Textauszug:
==============================

Wie schön ist es, wenn man einen Ort hat, an dem man zusammenkommen kann, um gemeinsam Gottesdienst zu feiern! Wie viel kann solch ein Ort für einen bedeuten! Für viele Menschen bedeutet die Kirche ihres Dorfes oder ihrer Stadt oder ihres Stadtteils sehr viel: Es sind oftmals prägende biographische, lebensgeschichtliche Erinnerungen: In dieser Kirche wurde ich konfirmiert. In dieser Kirche haben wir kirchlich geheiratet. In dieser Kirche wurden unsere Kinder getauft.

Es ist etwas Feines, wenn man solch einen Ort hat. Einen Ort, an dem man – wenn es gut geht – Gott begegnen kann, gemeinsam und zusammen mit anderen: Man lauscht der Predigt, oder man lässt einfach ungestört seine Gedanken schweifen (auch das kann schön sein). Man singt vertraute oder auch neue Lieder. Man betet – und weil viele mitbeten ist einem das auch gar nicht peinlich.

Wenn man alte Berichte liest von Menschen, die ausgewandert sind, etwa vor 100 oder 150 Jahren in den Süden Brasiliens, dann war das für die ganz wichtig, dass sie sich dort bald eine Kirche bauten.

==============================

Gespeicherte Daten:
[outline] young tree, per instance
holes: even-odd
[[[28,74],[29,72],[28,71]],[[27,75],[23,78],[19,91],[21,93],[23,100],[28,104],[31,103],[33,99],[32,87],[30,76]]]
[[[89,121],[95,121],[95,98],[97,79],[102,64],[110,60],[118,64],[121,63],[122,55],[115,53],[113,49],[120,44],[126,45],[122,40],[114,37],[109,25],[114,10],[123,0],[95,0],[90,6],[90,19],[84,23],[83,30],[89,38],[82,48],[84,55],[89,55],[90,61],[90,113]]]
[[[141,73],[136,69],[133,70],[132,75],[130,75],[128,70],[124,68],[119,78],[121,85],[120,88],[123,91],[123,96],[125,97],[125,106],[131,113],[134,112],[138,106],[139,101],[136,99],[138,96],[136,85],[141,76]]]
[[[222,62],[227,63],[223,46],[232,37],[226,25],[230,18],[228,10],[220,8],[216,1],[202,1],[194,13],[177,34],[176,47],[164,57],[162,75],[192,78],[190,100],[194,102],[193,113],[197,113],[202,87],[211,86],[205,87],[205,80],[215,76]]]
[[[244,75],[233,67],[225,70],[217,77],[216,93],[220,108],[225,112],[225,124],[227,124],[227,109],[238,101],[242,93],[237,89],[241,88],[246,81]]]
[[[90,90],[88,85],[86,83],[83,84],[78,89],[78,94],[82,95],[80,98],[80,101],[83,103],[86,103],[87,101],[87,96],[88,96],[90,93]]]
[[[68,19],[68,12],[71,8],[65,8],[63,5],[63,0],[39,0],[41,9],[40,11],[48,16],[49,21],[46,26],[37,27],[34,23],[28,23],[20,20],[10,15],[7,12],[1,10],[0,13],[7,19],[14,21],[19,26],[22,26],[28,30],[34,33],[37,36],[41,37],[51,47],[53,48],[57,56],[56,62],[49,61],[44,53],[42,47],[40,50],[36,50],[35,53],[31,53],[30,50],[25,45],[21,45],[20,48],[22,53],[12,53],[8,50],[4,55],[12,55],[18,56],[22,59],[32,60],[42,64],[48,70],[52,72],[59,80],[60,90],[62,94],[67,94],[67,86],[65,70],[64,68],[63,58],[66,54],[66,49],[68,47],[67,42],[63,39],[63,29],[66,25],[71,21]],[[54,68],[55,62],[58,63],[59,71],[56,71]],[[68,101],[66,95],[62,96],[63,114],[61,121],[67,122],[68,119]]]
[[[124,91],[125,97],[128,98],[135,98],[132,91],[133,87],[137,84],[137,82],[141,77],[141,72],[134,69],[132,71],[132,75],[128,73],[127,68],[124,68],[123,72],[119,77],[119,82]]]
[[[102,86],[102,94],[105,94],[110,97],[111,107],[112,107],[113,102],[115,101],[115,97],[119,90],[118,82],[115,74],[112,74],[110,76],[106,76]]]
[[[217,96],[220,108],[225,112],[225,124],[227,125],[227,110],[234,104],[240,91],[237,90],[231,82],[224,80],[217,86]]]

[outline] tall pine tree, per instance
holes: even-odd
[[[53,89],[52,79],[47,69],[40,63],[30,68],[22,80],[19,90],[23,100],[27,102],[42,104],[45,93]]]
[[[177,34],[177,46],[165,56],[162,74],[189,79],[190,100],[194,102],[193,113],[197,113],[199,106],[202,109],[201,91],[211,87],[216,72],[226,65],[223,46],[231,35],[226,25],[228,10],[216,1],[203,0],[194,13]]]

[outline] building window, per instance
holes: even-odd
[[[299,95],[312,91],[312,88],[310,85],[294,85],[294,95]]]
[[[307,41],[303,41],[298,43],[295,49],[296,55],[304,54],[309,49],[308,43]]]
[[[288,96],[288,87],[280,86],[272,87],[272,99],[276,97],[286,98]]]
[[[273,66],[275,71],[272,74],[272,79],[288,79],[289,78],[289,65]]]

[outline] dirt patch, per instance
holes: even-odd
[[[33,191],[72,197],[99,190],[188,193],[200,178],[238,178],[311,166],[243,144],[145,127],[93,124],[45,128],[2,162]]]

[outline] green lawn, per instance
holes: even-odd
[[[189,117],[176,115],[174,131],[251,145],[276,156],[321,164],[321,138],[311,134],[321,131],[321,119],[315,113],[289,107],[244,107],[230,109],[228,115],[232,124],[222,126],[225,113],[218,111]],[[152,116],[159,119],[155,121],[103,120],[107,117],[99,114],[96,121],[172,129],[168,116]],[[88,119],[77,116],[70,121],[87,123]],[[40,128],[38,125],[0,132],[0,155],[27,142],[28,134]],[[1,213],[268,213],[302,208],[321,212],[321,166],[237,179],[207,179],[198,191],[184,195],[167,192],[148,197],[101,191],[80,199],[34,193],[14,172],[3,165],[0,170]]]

==============================

Aufgaben:
A) Kopiere aus dem Textauszug wortgetreu das Stück von „Wie schön ist“ bis „unsere Kinder getauft.“.
B) Warum ist es einem laut dem Textauszug über die Kirche nicht peinlich, im Gottesdienst zu beten? Antworte in ein bis drei Sätzen.

Erwartete Ergebnisse:
A)
Wie schön ist es, wenn man einen Ort hat, an dem man zusammenkommen kann, um gemeinsam Gottesdienst zu feiern! Wie viel kann solch ein Ort für einen bedeuten! Für viele Menschen bedeutet die Kirche ihres Dorfes oder ihrer Stadt oder ihres Stadtteils sehr viel: Es sind oftmals prägende biographische, lebensgeschichtliche Erinnerungen: In dieser Kirche wurde ich konfirmiert. In dieser Kirche haben wir kirchlich geheiratet. In dieser Kirche wurden unsere Kinder getauft.

B) Es ist einem nicht peinlich, weil viele andere mitbeten.